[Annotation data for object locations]
/---

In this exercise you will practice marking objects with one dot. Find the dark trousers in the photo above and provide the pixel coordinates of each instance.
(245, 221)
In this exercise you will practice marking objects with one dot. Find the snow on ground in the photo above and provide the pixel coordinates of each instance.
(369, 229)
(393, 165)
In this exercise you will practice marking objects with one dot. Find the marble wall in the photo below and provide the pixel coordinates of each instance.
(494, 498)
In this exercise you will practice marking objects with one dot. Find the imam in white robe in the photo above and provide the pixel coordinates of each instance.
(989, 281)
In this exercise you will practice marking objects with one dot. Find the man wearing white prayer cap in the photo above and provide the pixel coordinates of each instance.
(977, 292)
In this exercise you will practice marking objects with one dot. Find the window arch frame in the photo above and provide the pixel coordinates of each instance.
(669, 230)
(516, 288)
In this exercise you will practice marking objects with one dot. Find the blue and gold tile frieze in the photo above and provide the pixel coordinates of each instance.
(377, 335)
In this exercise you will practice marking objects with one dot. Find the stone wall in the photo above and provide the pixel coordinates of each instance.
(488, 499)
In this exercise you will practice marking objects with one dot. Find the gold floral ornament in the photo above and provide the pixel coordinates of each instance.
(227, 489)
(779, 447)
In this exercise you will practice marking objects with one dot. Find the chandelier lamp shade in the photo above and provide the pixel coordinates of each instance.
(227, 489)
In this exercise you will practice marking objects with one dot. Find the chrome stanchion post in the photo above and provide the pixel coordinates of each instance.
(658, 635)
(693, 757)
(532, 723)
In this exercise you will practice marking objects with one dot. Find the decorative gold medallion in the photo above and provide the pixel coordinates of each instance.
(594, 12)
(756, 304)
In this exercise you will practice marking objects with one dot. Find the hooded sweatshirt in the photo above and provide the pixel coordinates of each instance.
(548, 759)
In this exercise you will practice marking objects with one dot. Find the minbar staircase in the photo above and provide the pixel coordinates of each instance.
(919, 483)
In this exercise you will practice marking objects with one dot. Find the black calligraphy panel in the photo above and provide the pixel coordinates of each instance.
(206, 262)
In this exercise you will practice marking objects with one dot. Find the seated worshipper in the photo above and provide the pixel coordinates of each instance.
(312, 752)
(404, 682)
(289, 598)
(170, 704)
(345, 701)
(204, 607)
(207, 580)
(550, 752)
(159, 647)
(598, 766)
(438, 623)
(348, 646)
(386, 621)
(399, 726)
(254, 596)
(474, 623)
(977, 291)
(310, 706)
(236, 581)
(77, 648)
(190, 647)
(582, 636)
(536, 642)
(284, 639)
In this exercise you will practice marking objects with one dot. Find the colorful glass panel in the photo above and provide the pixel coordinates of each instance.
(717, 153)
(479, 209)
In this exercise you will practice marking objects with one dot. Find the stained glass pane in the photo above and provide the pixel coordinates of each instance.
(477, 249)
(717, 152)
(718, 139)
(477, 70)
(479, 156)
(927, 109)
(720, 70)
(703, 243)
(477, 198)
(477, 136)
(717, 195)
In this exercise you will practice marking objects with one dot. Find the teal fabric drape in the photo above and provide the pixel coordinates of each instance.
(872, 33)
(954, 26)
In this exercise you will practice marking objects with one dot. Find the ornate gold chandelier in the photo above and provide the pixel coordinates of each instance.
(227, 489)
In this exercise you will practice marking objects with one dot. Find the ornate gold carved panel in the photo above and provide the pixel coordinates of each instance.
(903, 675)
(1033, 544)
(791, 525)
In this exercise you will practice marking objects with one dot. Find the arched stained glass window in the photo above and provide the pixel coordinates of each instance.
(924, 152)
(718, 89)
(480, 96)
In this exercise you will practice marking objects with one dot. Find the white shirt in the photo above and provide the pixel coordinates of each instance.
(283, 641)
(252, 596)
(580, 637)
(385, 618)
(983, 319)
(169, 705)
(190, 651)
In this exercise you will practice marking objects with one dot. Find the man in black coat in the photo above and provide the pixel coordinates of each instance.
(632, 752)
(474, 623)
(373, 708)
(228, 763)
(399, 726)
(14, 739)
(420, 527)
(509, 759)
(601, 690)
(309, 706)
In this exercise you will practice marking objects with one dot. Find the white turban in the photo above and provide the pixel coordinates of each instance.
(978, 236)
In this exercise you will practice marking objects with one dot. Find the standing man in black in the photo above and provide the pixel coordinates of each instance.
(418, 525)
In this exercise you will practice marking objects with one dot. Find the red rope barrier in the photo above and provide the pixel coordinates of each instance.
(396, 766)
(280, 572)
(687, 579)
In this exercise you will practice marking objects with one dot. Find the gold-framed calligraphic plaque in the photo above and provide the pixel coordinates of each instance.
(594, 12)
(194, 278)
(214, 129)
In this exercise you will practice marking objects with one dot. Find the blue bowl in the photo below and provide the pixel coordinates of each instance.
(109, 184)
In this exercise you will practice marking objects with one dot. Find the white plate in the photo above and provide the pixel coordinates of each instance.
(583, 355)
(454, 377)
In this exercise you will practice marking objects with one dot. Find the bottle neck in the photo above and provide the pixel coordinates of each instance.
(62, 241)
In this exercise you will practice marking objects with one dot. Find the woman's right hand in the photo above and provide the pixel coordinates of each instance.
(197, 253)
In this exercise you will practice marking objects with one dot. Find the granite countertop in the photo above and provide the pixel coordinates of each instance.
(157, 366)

\---

— Aim —
Return all of the rows above verbatim, reproducing every line without any change.

— Full answer —
In this exercise you will practice marking objects with one dot. Find the dark trousers in the photo above and provide the pixel coordinates of each instance.
(245, 221)
In this exercise you will practice marking objects with one dot. Find the snow on ground in the photo above and provide the pixel coordinates of each instance.
(369, 229)
(393, 165)
In this exercise you will practice marking objects with one dot. Find the marble wall in the photo below and provide the pixel coordinates of each instance.
(494, 498)
In this exercise you will practice marking objects with one dot. Find the imam in white robe in the photo above and provide the pixel coordinates of each instance.
(989, 281)
In this exercise you will practice marking objects with one dot. Find the man wearing white prayer cap in the photo above and provide the pixel coordinates of each instance.
(977, 292)
In this exercise you will practice marking objects with one dot. Find the window arch frame in the photo above and provide the pixel coordinates of each instance.
(669, 230)
(516, 288)
In this exercise you will practice marking objects with one dot. Find the blue and gold tile frieze in the photo above and provide the pixel coordinates of each instance.
(377, 335)
In this exercise you will practice marking objects with one dot. Find the stone wall in the photo above and provide the pixel coordinates of each instance.
(488, 499)
In this exercise you will practice marking objects with one dot. Find the gold floral ornament in the photo above and provide the pixel coordinates of each instance.
(227, 489)
(779, 447)
In this exercise you will practice marking objects with one dot. Find the chandelier lamp shade in the photo above and provide the pixel coordinates of each instance.
(227, 489)
In this exercise you will practice marking objects with one dot. Find the chrome stanchion post in the photo above and provide the pixel coordinates of each instance.
(658, 635)
(693, 757)
(532, 723)
In this exercise you will practice marking objects with one dot. Find the decorative gold medallion in the photo above and provide the pixel coordinates of each instance.
(594, 12)
(756, 304)
In this exercise you will practice marking objects with one dot. Find the hooded sweatshirt in the photo above and provide the pixel coordinates of each instance.
(548, 759)
In this exercise you will practice marking objects with one dot. Find the minbar staircase in the photo above and provide the pixel coordinates of each instance.
(919, 483)
In this exercise you will practice marking objects with one dot. Find the black calligraphy panel in the photo above and provide the pixel coordinates of each instance.
(206, 262)
In this exercise you will practice marking objects with one dot. Find the seated worshipper in the photo above and provide the pixel coordinates of each instance.
(312, 752)
(404, 682)
(289, 598)
(170, 704)
(345, 701)
(204, 607)
(207, 580)
(550, 752)
(159, 647)
(598, 766)
(438, 623)
(348, 646)
(386, 621)
(399, 726)
(254, 596)
(474, 623)
(977, 291)
(310, 706)
(236, 581)
(77, 648)
(190, 647)
(582, 636)
(536, 642)
(284, 639)
In this exercise you will practice marking objects with one dot. Find the colorful glass panel in the photo above and provide the pixel coordinates of each instance.
(717, 153)
(479, 209)
In this exercise you will practice marking objects with one dot. Find the stained glass pane in the photo above and provide the pixel coordinates of each instance.
(477, 249)
(717, 152)
(718, 139)
(477, 70)
(479, 156)
(927, 109)
(720, 70)
(703, 243)
(477, 198)
(477, 136)
(717, 195)
In this exercise you will practice marking objects with one dot. Find the teal fabric drape in the photo above and provide the pixel coordinates of each instance.
(872, 33)
(954, 26)
In this exercise you will practice marking objects with one dot. Find the ornate gold chandelier in the photo above and provide the pixel coordinates of each instance.
(227, 489)
In this exercise you will practice marking objects with one dot. Find the ornate gold carved panel in the photo above and provide the pixel coordinates of each instance.
(903, 675)
(1033, 544)
(791, 525)
In this exercise you will practice marking objects with one dot. Find the arched stained glass window in the photo above and provide the pixel coordinates of each instance.
(924, 152)
(718, 89)
(480, 96)
In this exercise you will practice marking objects with one dot. Find the white shirt in the photo above and provide the pixel coordinates of each instance.
(283, 641)
(252, 596)
(580, 637)
(385, 618)
(983, 319)
(169, 705)
(190, 651)
In this exercise you will practice marking objects with one dot. Find the man in black coat in the photo above and provide the pixel coordinates of each instance.
(632, 752)
(474, 623)
(373, 708)
(228, 763)
(399, 726)
(14, 739)
(420, 527)
(509, 759)
(601, 690)
(309, 706)
In this exercise you will practice marking objects with one dot. Find the white turban in the photo above and provide the pixel coordinates of each instance.
(978, 236)
In this exercise you will practice marking objects with one dot. Find the standing man in black in the photo above and provide the pixel coordinates of each instance.
(418, 525)
In this exercise you will practice marking objects with one dot. Find the red rope barrier in the photo above and provide the pixel coordinates of each instance.
(396, 766)
(280, 572)
(687, 579)
In this exercise you will practice marking objects with one dot. Find the gold-framed calligraphic plaque in the photo above and provide the pixel coordinates of each instance.
(594, 12)
(194, 278)
(214, 129)
In this exercise you will practice marking objects with one dot. Find the blue bowl in the photo below and provide the pixel coordinates of each instance.
(109, 184)
In this exercise you will practice marking objects with one dot. Find the white plate in the photo above and provide the pixel coordinates of each instance.
(583, 355)
(454, 377)
In this exercise you will practice marking objects with one dot. Find the bottle neck in the photo above and provide the pixel coordinates of each instance.
(62, 241)
In this exercise you will practice marking objects with one dot. Find the woman's right hand in the photo above and provide the pixel coordinates of each instance.
(197, 253)
In this exercise you will practice marking objects with one dot. Find the granite countertop in the photo above and provide the pixel coordinates of each instance.
(157, 366)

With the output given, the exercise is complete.